▶ [CONSIGNE DONNÉE A]:
D'après le passage choisi, quelle décision le ministère de l'Éducation nationale vient-il de prendre ?

▶ [PASSAGE CHOISI]:
L’enseignement de la darja : à la quête d’un sujet annihilé

Les forces islamo-conservatrices combattent tout débat sur un système éducatif moderne.
Les forces islamo-conservatrices combattent tout débat sur un système éducatif moderne.

"La philosophie en tant que théorie rend libre non seulement le chercheur, elle rend libre tout être cultivé dont la culture est philosophique" Edmund Husserl, "La crise des sciences européennes", p.14

Animés par le désir d’historicité, les penseurs officiels semblent vouloir repassionner l’espace collectif, en se rabattant sur des questions que ne cessent d’exploiter les médias pour huiler les machines (l’audimat et autres privilèges) et maintenir l’émotion collective sous contrôle (nous pouvons penser au travail réalisé par Bernard Stiegler).

Le ministère de l’Education nationale vient de prendre la décision d’introduire la langue arabe populaire dans le parcours scolaire. Telle que traitée par les organes garants de la médiation collective, cette décision révèle les terribles appréhensions nourries par les Algériens concernant leur affiliation civilisationnelle. L’appartenance à un bloc unifiant, recevant des appellations fort diverses, est une question que les divers courants identitaristes ne se sont pas interdit d’exploiter. "Toutes les tendances politiques nourrissent sur l’identité des discours conflictuels et contradictoires qui se veulent des discours de "justification" et de légitimation", écrivait l’éminent linguiste algérien Foudil Cheriguen. Les appellations utilisées attestent beaucoup plus de la négation de la dimension idéologique de la problématique que du désir de la fabrication anhistorique d’un Sujet. Comme si un positionnement idéologique était un crime. Quand les uns parlent de société, les autres ne s’interdisent pas de parler de nation, alors que d’autres, se tenant dans des espaces idéologiquement aseptisés, parlent de classes sociales. Les confusions conceptuelles ne signifient pas la fausseté des pensées souterraines. Lisons la définition donnée à ce qui est appelée une nation. "La nation est une certaine manière de regrouper les hommes en société, apparue en Europe aux XIVe et XVe siècles, développée du XVIe au XVIIIe siècle et épanouie aux XIXe et XXe siècles. Au XXe siècle, le monde entier cherche à imiter cette organisation. Le regroupement opéré par la nation se fonde sur des passions, des intérêts et des représentations communes, qui imprègnent les nationaux de la conviction d’avoir un destin commun différent de celui des autres nations."

▶ [DONNÉES DE TRAVAIL]:
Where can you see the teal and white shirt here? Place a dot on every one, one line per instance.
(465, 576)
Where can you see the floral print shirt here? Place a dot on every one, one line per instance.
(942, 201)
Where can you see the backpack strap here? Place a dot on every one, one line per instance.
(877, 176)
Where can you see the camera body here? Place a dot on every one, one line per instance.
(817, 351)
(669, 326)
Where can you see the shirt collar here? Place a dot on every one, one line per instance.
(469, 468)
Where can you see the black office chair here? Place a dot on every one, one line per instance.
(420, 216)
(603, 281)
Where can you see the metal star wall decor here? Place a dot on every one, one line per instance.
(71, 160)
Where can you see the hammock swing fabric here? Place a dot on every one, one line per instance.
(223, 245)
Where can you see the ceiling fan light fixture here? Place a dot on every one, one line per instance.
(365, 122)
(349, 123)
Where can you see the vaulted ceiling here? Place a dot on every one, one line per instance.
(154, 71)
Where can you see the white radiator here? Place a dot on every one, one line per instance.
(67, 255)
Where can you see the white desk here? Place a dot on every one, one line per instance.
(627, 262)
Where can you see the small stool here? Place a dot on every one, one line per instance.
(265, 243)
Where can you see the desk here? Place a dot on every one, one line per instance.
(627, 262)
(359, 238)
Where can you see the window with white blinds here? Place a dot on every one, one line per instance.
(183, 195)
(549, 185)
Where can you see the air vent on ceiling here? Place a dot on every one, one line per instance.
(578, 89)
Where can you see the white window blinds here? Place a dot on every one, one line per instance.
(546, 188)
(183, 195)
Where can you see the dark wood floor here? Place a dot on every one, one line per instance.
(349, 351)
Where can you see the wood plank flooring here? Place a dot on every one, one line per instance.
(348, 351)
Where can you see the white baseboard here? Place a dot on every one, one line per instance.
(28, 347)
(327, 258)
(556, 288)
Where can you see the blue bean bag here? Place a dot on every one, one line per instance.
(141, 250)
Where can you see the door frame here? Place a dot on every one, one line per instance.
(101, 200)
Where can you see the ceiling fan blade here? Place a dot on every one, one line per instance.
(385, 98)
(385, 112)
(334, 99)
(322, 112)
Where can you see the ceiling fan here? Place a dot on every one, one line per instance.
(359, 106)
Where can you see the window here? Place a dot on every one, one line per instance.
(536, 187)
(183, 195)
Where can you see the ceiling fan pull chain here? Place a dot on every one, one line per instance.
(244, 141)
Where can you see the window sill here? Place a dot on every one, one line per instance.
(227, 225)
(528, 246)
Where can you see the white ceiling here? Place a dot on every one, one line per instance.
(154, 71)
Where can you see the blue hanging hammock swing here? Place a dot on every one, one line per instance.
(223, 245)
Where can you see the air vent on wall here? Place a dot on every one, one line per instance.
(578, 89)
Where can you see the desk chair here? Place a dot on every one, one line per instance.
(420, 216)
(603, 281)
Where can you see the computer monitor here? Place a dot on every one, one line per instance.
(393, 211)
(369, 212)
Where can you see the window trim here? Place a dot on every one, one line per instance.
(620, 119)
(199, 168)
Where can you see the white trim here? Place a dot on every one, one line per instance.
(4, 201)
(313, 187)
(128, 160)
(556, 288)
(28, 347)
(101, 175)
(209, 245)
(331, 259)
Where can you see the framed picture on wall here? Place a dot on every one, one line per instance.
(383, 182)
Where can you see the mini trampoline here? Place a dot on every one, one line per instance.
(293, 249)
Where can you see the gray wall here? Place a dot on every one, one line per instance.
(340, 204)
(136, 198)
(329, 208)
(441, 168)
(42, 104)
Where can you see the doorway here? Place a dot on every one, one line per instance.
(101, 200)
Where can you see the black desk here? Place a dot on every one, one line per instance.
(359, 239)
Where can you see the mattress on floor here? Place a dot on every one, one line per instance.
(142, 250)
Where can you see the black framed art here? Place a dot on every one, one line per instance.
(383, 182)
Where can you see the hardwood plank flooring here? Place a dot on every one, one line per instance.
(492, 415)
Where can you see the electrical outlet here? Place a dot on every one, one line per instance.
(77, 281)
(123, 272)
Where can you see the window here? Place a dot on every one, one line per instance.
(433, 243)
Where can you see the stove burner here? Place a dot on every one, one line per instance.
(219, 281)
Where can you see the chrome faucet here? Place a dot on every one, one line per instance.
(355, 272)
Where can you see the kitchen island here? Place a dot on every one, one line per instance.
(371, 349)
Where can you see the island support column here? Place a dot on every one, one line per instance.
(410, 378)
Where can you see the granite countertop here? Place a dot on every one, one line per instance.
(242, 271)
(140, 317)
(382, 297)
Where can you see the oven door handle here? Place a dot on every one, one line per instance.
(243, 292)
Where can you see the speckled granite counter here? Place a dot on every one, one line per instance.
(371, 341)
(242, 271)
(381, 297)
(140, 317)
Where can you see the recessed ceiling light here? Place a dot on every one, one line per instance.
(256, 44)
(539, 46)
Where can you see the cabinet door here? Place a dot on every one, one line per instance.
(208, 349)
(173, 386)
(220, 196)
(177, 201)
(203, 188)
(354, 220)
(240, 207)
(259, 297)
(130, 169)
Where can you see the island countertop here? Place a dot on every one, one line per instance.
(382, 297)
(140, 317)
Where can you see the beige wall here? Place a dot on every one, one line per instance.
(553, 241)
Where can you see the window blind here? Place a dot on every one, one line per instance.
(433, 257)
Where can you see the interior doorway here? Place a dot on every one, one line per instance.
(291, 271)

▶ [CONSIGNE DONNÉE B]:
Mettez à l'échelle les entrées, de la ligne contenant « Where can you see the interior » jusqu'à la fin des entrées, ces deux bornes comprises. Recopiez chacune de ces lignes en entier et multipliez par 1,4 chaque coordonnée de point figurant dans les réponses, en arrondissant à l'entier le plus proche (une demie s'arrondit vers le haut).

▶ [SOLUTION COMPLÈTE A]:
Il vient de décider d'introduire la langue arabe populaire dans le parcours scolaire.

▶ [SOLUTION COMPLÈTE B]:
Where can you see the interior doorway here? Place a dot on every one, one line per instance.
(407, 379)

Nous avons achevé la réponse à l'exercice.